HIV-1 protease is a key target in treating
HIV infection and
AIDS, with 10 inhibitors used clinically. Here we used an unusual hexapeptide substrate, containing two macrocyclic tripeptides constrained to mimic a beta strand conformation, linked by a scissile
peptide bond, to probe the structural mechanism of proteolysis. The substrate has been cocrystallized with catalytically active synthetic
HIV-1 protease and an inactive isosteric (D25N) mutant, and three-dimensional structures were determined (1.60 A). The structure of the inactive HIVPR(D25N)/substrate complex shows an intact substrate molecule in a single orientation that perfectly mimics the binding of conventional
peptide ligands of HIVPR. The structure of the active HIVPR/product complex shows two monocyclic hydrolysis products trapped in the active site, revealing two molecules of the N-terminal monocyclic product bound adjacent to one another, one molecule occupying the nonprime site, as expected, and the other monocycle binding in the prime site in the reverse orientation. The results suggest that both hydrolysis products are released from the active site upon cleavage and then rebind to the
enzyme. These structures reveal that N-terminal binding of
ligands is preferred, that the C-terminal site is more flexible, and that HIVPR can recognize substrate shape rather than just sequence alone. The product complex reveals three
carboxylic acids in an almost planar orientation, indicating an unusual hexagonal homodromic complex between three
carboxylic acids. The data presented herein regarding orientation of catalytic aspartates support the cleavage mechanism proposed by Northrop. The results imply strategies for design of inhibitors targeting the N-terminal side of the cleavage site or taking advantage of the flexibility in the
protease domain that accommodates substrate/inhibitor segments C-terminal to the cleavage site.

= PROBLEM TO SOLVE =
Answer these questions using the HIV-1 protease text:
1. How many inhibitors of HIV-1 protease are used clinically?
2. At what resolution were the three-dimensional structures determined?
3. Whose proposed cleavage mechanism do the data on the catalytic aspartates support?
This material has no role in the work here.

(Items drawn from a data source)
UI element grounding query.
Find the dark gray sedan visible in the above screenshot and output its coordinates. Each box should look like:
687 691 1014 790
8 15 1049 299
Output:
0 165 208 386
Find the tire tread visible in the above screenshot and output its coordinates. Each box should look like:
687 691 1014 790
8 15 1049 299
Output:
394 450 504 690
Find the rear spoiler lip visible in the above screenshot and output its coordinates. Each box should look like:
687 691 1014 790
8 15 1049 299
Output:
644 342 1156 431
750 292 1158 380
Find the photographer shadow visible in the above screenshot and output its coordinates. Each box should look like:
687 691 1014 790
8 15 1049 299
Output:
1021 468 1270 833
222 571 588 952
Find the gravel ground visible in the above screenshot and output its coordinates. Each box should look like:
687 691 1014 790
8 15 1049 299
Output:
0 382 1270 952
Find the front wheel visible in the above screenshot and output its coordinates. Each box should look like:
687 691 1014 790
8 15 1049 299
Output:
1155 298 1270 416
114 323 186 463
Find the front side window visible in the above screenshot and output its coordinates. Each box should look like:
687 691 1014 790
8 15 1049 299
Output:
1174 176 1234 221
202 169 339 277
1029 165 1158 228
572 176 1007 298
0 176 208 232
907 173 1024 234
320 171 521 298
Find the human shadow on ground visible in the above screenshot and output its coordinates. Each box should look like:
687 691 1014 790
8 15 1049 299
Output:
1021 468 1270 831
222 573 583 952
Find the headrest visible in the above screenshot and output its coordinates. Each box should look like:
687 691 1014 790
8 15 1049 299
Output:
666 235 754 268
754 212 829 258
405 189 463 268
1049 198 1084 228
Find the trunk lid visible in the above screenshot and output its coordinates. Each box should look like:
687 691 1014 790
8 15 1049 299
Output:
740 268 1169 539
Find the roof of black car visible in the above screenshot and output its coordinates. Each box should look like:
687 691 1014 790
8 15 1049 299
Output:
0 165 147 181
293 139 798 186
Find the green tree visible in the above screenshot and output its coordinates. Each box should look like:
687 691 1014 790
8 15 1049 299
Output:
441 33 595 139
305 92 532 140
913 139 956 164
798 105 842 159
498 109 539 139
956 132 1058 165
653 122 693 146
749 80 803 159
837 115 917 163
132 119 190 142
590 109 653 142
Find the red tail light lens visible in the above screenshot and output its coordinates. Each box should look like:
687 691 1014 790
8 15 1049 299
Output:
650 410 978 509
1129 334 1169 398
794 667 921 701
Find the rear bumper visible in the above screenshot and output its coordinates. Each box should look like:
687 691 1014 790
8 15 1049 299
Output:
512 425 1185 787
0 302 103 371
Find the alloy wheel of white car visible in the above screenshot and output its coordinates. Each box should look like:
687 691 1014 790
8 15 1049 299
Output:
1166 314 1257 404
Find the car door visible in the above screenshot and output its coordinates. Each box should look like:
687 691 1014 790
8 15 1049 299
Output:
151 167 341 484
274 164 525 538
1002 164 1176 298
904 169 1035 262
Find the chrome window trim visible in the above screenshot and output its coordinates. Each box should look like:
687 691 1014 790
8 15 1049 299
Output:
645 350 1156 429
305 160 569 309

= EXERCISE RESULT =
1. 10
2. 1.60 A
3. Northrop's